The task |
Copy exactly the lines from the one containing "wing, then give the position of each instance." through the last line of the records, both included, and nothing more.

=== Data for processing ===

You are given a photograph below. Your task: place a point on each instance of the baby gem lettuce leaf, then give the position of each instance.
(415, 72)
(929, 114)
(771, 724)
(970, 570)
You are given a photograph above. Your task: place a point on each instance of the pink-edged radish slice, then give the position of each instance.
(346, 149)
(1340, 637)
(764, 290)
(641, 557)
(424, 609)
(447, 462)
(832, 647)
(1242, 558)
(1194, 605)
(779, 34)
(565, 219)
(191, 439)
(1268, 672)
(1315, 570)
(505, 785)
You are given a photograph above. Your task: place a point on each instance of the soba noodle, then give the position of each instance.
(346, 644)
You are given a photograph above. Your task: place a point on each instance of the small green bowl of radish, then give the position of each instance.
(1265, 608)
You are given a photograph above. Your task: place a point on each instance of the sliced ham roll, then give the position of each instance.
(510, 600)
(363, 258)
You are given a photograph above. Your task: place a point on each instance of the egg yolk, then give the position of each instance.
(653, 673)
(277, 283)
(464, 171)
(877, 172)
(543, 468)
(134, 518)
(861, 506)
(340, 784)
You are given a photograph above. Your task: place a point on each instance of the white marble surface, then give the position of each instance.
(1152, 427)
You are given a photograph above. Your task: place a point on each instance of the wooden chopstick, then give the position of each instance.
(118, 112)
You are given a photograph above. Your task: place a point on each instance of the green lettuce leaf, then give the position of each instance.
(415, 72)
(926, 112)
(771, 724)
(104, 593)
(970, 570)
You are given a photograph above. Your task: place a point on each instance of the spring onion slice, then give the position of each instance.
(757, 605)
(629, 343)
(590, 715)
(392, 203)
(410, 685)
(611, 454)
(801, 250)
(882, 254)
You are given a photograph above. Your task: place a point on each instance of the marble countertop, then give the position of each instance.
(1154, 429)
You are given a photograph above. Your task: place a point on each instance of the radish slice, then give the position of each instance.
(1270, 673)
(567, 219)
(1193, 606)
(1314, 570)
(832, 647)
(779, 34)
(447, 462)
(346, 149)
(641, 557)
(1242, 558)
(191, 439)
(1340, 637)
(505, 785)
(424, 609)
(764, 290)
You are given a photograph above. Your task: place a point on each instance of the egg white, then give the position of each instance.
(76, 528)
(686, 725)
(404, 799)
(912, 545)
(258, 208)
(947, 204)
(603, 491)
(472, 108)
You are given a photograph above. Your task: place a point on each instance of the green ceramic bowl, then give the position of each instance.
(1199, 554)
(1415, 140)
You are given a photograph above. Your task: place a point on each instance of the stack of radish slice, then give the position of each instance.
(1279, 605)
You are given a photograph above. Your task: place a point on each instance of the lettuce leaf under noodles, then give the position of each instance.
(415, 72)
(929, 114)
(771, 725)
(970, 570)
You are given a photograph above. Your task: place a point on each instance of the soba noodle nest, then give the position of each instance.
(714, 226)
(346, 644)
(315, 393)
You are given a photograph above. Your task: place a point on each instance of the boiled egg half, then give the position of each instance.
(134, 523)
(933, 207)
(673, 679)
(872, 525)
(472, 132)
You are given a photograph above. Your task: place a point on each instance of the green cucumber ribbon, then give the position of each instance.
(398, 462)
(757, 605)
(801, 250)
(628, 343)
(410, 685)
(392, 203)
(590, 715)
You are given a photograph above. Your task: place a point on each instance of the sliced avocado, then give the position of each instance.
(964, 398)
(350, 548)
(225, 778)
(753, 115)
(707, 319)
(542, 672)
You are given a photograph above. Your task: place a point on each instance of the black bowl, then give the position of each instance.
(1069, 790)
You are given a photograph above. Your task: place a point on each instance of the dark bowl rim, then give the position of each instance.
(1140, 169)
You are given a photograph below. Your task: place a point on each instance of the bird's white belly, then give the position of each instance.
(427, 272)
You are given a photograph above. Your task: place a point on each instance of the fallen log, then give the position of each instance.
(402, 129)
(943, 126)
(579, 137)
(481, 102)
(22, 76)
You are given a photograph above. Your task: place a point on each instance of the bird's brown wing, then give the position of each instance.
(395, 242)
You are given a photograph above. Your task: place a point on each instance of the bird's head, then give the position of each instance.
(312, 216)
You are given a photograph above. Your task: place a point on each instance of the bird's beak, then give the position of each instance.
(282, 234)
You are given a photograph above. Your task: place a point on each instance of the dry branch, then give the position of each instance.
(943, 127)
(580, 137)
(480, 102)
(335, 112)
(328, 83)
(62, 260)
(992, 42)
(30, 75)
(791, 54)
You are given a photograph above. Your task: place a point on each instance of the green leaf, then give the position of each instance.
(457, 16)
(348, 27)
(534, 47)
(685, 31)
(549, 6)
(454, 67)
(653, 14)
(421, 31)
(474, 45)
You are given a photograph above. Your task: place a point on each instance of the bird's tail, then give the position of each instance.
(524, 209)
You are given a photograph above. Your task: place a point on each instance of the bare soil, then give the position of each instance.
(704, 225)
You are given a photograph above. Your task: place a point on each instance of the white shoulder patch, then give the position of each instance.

===

Answer in full |
You are given a photograph above. Your task: place a point on each instance of the bird's brown wing, then give the position of each instance.
(395, 242)
You are given a photograph above. Your task: place a point on each instance of the bird's head, then give the position of each instance.
(312, 216)
You are given a photograph above. Your task: place a point on each instance of the bird's beak, then give the position of each instance.
(282, 234)
You are given a photograph above. Your task: place a point on each instance of the dry branch, then give the position of each instance.
(943, 127)
(580, 137)
(480, 102)
(335, 112)
(328, 83)
(62, 260)
(992, 42)
(30, 75)
(791, 54)
You are given a photograph above. Your task: place a point on each instance of the green leaf, then give the position of each instance.
(457, 16)
(348, 27)
(534, 47)
(685, 31)
(549, 6)
(454, 67)
(653, 14)
(421, 31)
(474, 45)
You are given a photograph above. Your task: place a point on each instance of the bird's tail, then give the position of each instance.
(524, 209)
You are given a photograph above. Your task: place a point on each instance of the bare soil, then give the position of each instance.
(704, 225)
You are given a photograph above. Your task: place a point on each instance of the white shoulder patch, then give the position of each instance.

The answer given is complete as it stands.